___ Passage ___

With the explosion of the cryptocurrency market and the prospects of a privately issued digital currency gaining traction globally, central banks around the world are scrambling to issue digital versions of their own currencies.
As many as 86% of central banks are currently researching the potential for issuing a central bank digital currency (CBDC), according to a 2021 study published by the Bank for International Settlements. Some 60% are already experimenting with the technology and a further 14% are deploying pilot programs.
“A lot of this is driven by what’s going on in the crypto world,” says Frances Coppola, an independent economist, blogger, and author. “Governments first really started to think about central bank digital currencies after Facebook proposed to set up a global digital currency. They clearly saw it as a threat to their existing payment systems and thought, ‘we’ve got to respond to this’.”
Facebook project stalled
Since then, Facebook’s crypto project has stalled. What had been proposed as a global currency that would be backed by a basket of reserve assets, first known as Libra and later renamed Diem, was watered down to a US-only coin amid intense regulatory scrutiny after many of its initial partners quit the project. That launch never happened and, in January 2022, Diem was said to be winding down and exploring a sale of its assets. Facebook’s parent company Meta is now eyeing the potential for a virtual currency that can be used in the metaverse – a long way off its original plan, says Coppola.
“Now the bandwagon seems to have started for central bank digital currencies, everybody’s looking at them. But the threat now is not from the cryptocurrency world so much as from other central banks,” she says. “If one major central bank adopts a digital currency, others worry they will lose out, so now they are all competing with each other.”
The stage of development – and the approaches being taken – vary across the world. China has already launched a pilot for its digital currency, the e-CNY, which has been rolled out in 10 provinces and was adopted at Olympic venues in Beijing and Zhangjiakou during this year’s Winter Olympics. China is also working with the Bank for International Settlements (BIS), the Hong Kong Monetary Authority, the Bank of Thailand, and the UAE’s central bank on the mBRIDGE project, a proposal to develop an interoperable wholesale CBDC for cross-border transactions.
Part of China’s motivation to issue a CBDC is the huge adoption of digital payments in the country through Alipay and We Chat Pay, says Ashley Ebersole, a partner at Bryan Cave Leighton Paisner.
“The Chinese government is one that has traditionally wanted greater information on these types of transactions and so, from their perspective, it likely makes sense to develop a government-sponsored option.”
Ashley Ebersole, partner, Bryan Cave Leighton Paisner
“The Chinese government is one that has traditionally wanted greater information on these types of transactions and so, from their perspective, it likely makes sense to develop a government-sponsored option that could take some of the volume that is currently going to the private providers,” he says.
In the US, Joe Biden issued an Executive Order in March calling for a sweeping government-wide review of digital assets, which also included urgently researching the potential for issuing a CBDC. Separately, the Boston Federal Reserve is already working with the Massachusetts Institute of Technology on Project Hamilton, which is testing the technical aspects of creating a CBDC system that would operate at scale, says Ebersole.

___ Data lines ___

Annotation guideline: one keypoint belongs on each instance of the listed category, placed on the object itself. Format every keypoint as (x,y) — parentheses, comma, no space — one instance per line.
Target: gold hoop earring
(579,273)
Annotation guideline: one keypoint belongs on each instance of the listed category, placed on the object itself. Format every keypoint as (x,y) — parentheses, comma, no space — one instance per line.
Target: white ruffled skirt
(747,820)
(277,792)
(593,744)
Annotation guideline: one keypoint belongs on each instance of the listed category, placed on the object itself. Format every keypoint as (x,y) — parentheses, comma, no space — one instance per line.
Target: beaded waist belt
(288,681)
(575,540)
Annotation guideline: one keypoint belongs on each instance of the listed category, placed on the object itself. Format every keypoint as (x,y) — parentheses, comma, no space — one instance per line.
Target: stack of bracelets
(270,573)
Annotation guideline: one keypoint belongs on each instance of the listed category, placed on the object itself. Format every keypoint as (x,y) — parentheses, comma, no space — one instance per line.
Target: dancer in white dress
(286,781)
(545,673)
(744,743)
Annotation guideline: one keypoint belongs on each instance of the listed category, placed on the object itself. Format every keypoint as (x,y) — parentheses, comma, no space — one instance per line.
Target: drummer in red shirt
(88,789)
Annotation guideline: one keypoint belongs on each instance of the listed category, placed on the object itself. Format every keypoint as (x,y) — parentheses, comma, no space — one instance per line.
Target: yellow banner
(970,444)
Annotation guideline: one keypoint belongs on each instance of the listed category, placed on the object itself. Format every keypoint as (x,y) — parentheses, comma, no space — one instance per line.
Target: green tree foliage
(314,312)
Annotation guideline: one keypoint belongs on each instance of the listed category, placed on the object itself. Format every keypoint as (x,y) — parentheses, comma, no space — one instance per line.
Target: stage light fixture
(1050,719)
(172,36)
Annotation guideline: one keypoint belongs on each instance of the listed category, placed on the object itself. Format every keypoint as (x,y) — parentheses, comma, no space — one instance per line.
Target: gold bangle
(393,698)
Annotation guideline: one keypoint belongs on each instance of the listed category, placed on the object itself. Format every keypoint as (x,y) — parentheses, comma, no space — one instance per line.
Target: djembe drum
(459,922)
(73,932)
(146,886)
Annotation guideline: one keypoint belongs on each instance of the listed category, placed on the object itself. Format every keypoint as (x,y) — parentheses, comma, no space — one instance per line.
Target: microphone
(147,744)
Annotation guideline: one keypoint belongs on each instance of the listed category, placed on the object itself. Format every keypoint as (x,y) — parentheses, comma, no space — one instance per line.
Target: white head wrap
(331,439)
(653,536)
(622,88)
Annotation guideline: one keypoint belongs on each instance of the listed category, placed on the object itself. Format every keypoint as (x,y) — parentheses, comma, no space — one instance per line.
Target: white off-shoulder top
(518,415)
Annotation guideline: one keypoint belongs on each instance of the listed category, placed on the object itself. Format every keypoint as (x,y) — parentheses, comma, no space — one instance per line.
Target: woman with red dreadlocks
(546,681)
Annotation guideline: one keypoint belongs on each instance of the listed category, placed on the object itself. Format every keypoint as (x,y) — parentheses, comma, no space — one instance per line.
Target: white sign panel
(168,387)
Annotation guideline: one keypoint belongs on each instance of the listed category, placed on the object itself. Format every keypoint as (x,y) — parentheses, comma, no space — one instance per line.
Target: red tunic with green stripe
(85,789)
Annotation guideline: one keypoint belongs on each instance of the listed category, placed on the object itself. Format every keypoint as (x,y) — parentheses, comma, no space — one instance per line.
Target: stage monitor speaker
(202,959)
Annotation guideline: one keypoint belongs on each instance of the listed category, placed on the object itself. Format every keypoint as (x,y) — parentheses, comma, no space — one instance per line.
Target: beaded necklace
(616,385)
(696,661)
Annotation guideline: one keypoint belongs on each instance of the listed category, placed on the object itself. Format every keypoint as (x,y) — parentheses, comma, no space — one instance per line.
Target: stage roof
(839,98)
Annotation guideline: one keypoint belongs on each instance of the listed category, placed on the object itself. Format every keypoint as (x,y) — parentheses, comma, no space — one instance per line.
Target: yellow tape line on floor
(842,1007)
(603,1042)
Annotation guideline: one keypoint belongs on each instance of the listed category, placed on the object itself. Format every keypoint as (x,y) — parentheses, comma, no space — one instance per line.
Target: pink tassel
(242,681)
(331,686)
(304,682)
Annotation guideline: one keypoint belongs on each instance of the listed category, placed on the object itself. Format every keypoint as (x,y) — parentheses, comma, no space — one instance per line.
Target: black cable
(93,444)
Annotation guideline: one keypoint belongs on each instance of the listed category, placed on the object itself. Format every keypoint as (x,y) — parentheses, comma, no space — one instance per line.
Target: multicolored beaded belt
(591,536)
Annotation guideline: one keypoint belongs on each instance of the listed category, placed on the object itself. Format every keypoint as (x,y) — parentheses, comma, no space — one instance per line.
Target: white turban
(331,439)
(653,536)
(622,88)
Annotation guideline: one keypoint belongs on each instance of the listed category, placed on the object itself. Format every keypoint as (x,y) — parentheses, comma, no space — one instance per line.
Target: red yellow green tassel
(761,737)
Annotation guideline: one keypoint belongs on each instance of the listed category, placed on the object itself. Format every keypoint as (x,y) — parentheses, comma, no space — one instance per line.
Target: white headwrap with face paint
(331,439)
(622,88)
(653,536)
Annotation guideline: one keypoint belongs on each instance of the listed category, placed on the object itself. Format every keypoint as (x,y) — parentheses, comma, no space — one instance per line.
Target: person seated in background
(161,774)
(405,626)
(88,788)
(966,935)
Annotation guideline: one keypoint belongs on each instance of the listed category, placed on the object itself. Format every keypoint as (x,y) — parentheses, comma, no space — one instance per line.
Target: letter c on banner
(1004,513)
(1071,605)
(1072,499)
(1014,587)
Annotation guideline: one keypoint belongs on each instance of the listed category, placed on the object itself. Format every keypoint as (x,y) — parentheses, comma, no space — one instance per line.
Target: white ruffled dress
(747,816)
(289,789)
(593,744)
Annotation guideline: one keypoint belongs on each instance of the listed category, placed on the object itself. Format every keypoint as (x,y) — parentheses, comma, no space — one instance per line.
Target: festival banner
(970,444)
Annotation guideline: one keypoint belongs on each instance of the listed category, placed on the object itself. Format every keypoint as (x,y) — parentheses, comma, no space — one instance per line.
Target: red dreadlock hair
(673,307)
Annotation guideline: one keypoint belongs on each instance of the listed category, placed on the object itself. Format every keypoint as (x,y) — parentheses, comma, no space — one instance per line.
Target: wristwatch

___

● Exercise instructions
1. Translate this sentence from the article on central bank digital currencies into Spanish: "Some 60% are already experimenting with the technology and a further 14% are deploying pilot programs."
2. According to the article on central bank digital currencies, which institution is working with the Massachusetts Institute of Technology on Project Hamilton?

● Results in order
1. Alrededor del 60 % ya está experimentando con la tecnología y un 14 % adicional está implementando programas piloto.

2. The Boston Federal Reserve.